Say how many lines of the records below contain the string "shirt". Give only the number.

[Start MATERIAL SHOWN]

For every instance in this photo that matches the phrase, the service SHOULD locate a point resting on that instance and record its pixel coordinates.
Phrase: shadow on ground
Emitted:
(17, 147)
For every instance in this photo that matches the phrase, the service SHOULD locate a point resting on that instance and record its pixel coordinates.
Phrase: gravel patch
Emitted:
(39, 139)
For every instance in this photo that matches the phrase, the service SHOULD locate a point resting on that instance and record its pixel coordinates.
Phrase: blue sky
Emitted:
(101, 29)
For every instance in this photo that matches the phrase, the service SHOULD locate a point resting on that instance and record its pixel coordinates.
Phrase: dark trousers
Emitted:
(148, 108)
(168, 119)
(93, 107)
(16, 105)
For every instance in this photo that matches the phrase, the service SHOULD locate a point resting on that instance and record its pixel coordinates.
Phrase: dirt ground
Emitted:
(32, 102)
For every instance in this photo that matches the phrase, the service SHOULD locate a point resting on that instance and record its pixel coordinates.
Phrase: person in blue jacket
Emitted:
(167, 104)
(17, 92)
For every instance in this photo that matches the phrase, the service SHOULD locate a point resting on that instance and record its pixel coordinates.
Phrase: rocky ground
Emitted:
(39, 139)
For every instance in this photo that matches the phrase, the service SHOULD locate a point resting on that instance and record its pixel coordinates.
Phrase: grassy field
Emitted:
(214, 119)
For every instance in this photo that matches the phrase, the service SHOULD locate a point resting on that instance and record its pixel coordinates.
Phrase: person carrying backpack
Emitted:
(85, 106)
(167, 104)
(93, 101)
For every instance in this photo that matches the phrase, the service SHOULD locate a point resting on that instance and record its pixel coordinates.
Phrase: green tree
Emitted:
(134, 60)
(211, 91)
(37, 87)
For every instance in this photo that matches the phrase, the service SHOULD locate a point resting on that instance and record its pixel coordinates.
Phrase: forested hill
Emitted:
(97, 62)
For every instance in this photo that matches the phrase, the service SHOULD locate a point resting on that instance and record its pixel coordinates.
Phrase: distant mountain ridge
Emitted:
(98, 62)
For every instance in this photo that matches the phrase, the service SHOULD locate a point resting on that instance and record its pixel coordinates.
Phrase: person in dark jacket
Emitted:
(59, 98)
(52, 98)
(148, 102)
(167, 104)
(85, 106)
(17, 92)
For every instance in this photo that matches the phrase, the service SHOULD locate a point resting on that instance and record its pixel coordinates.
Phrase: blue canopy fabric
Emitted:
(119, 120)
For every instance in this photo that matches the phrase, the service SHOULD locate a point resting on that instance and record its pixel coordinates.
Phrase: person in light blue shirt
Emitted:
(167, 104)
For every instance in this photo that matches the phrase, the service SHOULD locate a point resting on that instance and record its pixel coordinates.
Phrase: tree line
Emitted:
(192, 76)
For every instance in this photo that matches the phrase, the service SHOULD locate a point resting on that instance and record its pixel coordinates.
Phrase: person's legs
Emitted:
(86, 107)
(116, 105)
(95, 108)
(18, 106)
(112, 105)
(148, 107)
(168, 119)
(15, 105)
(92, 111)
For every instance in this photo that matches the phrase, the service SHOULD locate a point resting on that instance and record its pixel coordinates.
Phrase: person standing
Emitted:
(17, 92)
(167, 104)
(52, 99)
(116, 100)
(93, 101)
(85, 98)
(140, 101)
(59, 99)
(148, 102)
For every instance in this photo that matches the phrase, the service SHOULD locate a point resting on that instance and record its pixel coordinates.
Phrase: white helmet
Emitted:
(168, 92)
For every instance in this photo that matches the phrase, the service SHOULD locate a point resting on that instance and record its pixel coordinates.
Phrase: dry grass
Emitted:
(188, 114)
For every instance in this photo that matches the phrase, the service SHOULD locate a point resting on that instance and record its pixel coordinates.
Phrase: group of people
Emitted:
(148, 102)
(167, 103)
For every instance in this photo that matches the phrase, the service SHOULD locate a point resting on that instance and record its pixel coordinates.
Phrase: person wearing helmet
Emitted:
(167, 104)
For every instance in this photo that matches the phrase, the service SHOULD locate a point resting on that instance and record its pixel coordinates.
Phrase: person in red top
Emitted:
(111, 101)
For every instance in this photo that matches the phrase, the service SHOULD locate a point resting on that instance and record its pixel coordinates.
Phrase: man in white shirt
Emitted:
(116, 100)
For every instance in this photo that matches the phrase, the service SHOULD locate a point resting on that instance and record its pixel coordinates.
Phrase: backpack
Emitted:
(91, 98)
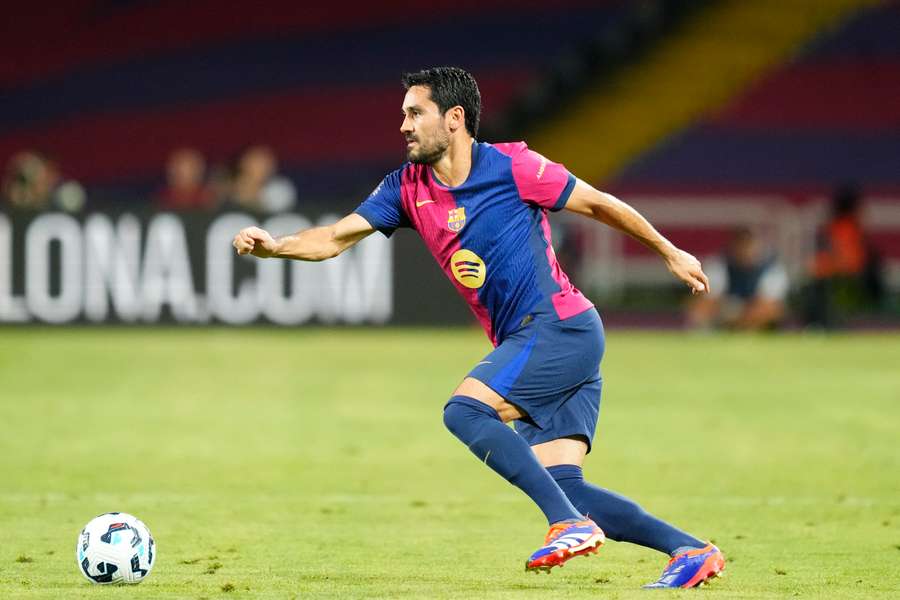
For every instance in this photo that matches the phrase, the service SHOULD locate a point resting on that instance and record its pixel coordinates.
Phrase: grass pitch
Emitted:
(314, 464)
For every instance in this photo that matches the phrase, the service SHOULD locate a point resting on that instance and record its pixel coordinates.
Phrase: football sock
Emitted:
(479, 427)
(621, 519)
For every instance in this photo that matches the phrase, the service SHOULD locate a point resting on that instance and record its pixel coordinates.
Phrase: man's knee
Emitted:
(461, 411)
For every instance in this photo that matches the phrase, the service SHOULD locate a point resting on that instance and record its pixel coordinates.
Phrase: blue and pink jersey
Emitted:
(490, 235)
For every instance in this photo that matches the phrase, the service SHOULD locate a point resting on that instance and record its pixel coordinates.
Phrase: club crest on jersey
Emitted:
(468, 268)
(456, 218)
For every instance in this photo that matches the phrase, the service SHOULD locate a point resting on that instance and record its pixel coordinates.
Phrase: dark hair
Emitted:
(450, 86)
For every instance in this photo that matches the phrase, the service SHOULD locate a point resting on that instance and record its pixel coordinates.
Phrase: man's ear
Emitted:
(456, 118)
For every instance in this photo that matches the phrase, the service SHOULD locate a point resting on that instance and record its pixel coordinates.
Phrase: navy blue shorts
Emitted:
(551, 370)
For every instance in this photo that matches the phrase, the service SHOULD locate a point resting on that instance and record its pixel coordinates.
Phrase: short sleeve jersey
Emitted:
(490, 235)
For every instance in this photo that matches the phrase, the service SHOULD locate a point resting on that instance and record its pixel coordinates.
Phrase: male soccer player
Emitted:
(481, 210)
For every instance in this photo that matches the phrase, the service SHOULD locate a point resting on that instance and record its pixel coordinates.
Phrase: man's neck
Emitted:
(453, 168)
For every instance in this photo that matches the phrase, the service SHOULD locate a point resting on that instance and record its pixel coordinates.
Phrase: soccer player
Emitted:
(481, 210)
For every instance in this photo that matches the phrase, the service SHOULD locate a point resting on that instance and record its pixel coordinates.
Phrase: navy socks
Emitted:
(620, 518)
(479, 427)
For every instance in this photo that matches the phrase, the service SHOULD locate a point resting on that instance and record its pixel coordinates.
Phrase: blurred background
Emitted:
(137, 137)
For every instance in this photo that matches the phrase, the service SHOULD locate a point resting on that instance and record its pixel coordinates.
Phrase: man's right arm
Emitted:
(318, 243)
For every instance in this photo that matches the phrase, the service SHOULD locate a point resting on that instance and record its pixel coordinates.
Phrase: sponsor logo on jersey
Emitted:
(468, 268)
(456, 218)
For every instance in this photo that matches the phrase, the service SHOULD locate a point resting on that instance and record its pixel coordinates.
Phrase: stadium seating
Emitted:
(829, 114)
(131, 81)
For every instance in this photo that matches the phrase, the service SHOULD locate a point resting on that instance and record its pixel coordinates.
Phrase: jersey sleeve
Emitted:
(383, 209)
(541, 181)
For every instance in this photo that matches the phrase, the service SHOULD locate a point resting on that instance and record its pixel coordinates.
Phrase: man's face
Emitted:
(424, 127)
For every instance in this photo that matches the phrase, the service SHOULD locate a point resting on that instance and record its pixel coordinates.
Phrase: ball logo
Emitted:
(468, 268)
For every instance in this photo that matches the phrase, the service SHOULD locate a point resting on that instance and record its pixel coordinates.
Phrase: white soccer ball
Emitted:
(115, 548)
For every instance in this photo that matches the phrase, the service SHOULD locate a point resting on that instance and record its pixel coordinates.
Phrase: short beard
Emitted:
(429, 156)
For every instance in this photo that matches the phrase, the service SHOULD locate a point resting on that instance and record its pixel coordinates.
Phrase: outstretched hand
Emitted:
(255, 241)
(687, 268)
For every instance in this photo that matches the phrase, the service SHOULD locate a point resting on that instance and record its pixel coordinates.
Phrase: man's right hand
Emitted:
(255, 241)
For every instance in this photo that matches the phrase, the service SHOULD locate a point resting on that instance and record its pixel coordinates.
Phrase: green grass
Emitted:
(314, 464)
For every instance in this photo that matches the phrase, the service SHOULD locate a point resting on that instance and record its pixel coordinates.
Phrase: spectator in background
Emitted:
(256, 186)
(845, 270)
(749, 287)
(186, 187)
(31, 181)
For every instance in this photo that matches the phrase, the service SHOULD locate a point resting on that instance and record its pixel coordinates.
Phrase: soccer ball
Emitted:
(115, 548)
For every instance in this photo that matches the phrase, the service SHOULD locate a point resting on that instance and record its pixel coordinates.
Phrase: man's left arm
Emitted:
(606, 208)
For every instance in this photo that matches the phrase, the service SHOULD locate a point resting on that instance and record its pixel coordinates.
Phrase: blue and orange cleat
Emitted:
(691, 568)
(564, 541)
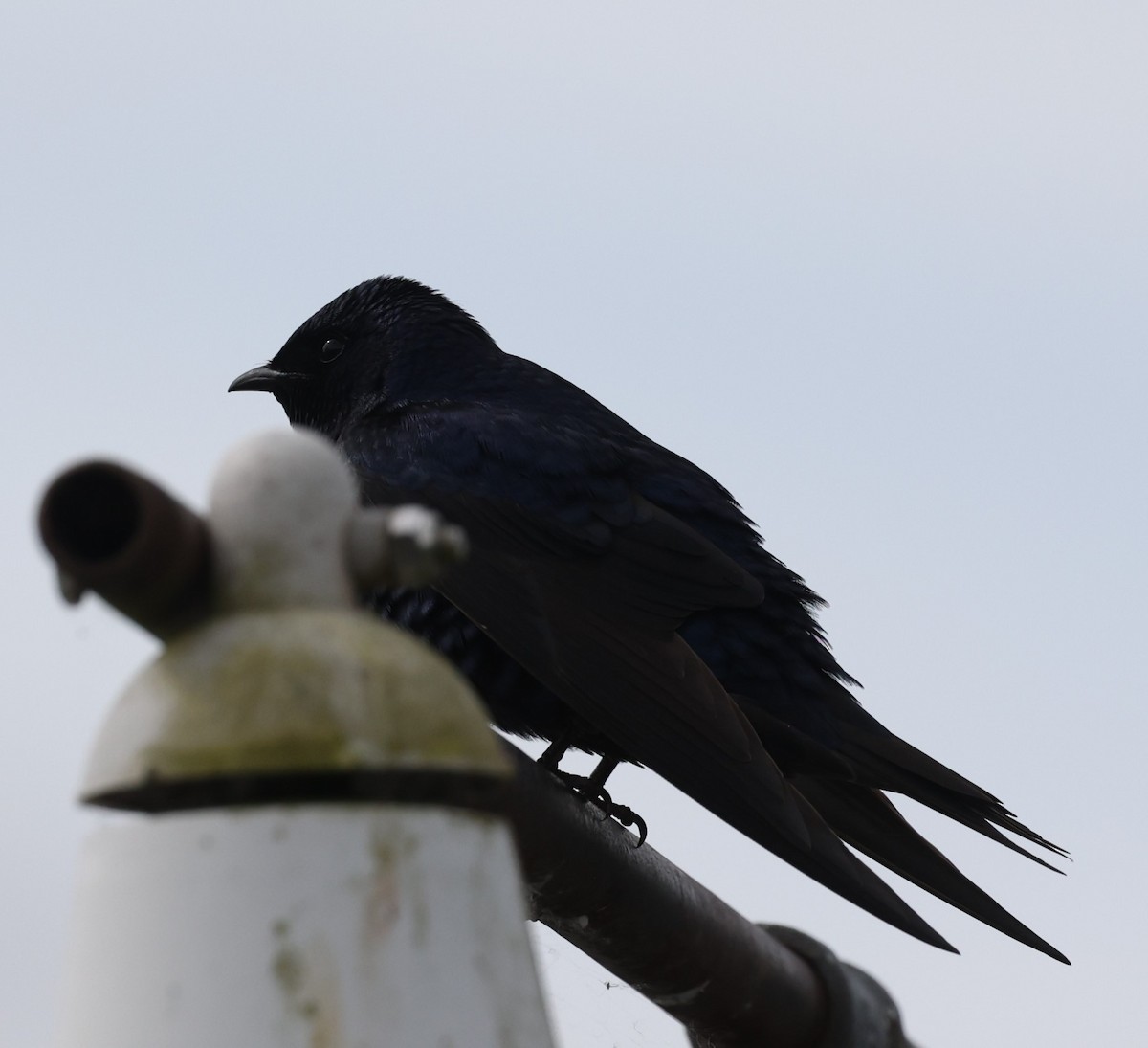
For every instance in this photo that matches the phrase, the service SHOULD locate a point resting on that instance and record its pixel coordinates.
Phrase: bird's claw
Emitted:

[End MATERIAL SHOWN]

ANSWER IN FULL
2